* Stated goal *
List every line in the records below that contains the word "outline".

>> BEGIN Data provided

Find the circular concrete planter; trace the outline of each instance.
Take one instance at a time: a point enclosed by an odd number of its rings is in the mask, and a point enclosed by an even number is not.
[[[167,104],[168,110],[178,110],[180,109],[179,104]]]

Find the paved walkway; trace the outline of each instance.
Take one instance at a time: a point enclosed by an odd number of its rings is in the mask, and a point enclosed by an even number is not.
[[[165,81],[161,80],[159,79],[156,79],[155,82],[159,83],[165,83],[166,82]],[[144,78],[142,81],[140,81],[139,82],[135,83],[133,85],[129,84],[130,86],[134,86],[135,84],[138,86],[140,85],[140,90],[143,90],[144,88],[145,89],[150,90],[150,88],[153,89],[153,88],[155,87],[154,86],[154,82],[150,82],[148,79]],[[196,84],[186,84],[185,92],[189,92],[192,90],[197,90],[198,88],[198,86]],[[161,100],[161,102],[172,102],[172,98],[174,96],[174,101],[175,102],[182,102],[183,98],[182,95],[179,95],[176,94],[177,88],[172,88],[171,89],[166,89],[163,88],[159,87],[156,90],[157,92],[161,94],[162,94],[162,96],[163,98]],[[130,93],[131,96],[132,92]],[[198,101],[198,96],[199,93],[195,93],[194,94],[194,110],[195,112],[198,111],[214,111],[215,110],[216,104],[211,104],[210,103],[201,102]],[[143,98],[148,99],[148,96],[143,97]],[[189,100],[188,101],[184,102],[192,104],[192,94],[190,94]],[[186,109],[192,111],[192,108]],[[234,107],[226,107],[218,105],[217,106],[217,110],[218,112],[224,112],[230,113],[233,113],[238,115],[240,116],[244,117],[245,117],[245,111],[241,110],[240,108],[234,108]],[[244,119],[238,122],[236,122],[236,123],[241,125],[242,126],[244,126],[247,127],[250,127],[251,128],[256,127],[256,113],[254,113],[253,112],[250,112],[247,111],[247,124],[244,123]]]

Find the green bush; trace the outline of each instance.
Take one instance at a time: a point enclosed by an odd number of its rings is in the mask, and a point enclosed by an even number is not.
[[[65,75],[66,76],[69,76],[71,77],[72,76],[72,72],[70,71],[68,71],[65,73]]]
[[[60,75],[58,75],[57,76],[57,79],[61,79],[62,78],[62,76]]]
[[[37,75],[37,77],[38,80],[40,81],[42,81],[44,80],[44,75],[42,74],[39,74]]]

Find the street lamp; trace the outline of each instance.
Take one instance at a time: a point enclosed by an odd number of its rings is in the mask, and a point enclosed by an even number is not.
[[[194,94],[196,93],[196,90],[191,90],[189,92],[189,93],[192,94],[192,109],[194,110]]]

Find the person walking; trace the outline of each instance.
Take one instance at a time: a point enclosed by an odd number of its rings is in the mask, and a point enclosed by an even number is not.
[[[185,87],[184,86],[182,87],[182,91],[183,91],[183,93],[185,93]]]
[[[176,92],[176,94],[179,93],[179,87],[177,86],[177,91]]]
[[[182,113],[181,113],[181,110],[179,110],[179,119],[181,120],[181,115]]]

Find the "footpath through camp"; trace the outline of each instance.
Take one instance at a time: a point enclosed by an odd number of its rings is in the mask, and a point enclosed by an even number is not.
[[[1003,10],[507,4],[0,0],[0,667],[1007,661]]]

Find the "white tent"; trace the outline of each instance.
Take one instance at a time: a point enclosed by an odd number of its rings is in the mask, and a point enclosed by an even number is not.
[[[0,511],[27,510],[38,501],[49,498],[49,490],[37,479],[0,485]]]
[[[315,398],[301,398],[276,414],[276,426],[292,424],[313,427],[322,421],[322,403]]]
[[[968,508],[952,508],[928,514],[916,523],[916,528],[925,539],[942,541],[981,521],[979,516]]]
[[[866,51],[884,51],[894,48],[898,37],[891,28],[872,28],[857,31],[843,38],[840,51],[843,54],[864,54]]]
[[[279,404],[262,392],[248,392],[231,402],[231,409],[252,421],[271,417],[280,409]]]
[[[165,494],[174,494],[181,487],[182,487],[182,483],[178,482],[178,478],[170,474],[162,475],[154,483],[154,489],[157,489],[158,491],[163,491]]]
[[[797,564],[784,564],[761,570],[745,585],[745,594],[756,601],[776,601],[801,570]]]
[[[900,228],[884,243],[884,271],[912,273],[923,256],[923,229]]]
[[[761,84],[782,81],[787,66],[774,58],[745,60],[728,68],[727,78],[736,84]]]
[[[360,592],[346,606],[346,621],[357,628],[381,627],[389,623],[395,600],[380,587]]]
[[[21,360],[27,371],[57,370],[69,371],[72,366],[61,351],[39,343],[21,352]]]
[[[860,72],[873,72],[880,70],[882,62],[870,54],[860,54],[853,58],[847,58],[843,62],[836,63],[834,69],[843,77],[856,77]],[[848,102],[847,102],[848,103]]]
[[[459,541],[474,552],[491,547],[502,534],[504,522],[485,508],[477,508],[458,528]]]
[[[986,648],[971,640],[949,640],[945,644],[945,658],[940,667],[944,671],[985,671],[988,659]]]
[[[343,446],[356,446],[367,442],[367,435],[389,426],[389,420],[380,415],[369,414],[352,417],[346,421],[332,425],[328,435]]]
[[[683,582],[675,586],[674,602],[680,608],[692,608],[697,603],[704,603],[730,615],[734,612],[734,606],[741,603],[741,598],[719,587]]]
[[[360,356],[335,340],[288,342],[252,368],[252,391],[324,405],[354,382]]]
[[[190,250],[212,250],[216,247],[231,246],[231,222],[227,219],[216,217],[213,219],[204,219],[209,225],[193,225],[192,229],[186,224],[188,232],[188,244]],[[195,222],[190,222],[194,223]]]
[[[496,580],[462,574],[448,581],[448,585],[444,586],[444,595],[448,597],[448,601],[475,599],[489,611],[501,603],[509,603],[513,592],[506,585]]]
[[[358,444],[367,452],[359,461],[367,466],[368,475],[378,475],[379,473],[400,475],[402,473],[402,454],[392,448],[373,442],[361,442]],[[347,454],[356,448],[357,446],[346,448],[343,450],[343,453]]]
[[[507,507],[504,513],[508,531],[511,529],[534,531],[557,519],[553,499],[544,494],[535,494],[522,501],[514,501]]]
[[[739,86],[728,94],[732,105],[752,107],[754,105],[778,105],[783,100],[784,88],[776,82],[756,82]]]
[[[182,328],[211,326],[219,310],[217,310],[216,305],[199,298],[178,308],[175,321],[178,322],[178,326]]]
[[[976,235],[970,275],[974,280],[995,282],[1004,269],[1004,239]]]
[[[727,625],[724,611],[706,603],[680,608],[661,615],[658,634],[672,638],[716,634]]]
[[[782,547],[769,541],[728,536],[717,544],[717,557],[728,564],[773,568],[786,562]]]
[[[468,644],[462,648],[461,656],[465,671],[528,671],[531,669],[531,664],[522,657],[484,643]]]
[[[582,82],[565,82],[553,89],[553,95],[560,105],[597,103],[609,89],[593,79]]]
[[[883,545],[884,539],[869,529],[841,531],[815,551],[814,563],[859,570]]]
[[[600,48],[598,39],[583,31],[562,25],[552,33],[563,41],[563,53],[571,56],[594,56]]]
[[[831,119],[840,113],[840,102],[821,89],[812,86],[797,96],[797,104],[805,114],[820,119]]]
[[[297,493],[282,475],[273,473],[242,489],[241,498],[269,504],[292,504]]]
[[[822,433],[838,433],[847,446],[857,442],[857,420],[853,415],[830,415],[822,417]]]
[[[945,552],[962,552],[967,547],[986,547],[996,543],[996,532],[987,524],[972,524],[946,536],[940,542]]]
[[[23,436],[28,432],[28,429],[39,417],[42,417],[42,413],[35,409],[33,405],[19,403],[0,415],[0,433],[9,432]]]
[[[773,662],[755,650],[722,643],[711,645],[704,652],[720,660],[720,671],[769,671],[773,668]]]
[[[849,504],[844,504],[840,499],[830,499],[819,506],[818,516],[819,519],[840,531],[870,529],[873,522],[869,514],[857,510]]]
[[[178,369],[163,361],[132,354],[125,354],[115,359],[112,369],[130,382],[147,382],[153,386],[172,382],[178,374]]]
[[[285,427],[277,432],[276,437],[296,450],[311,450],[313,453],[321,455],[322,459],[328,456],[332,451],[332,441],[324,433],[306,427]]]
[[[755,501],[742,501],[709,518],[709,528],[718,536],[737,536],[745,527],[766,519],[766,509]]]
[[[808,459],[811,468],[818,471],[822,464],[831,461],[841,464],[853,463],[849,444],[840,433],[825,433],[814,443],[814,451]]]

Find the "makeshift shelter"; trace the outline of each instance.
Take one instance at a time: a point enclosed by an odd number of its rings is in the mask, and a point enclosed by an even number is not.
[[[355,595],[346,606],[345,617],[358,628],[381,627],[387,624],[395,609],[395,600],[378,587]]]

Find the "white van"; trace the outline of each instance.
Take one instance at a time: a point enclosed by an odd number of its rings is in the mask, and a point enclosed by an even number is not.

>> END Data provided

* Exercise output *
Find the circular concrete planter; trace the outline of each instance.
Find the paved walkway; trace the outline of each instance.
Find the green bush; trace the outline of each instance.
Find the street lamp; trace the outline of each instance.
Find the person walking; trace the outline of each instance.
Find the "footpath through camp"; trace the outline of each instance.
Find the "white tent"; trace the outline of each instance.
Find the "makeshift shelter"; trace the outline of each instance.
Find the "white van"; trace the outline of each instance.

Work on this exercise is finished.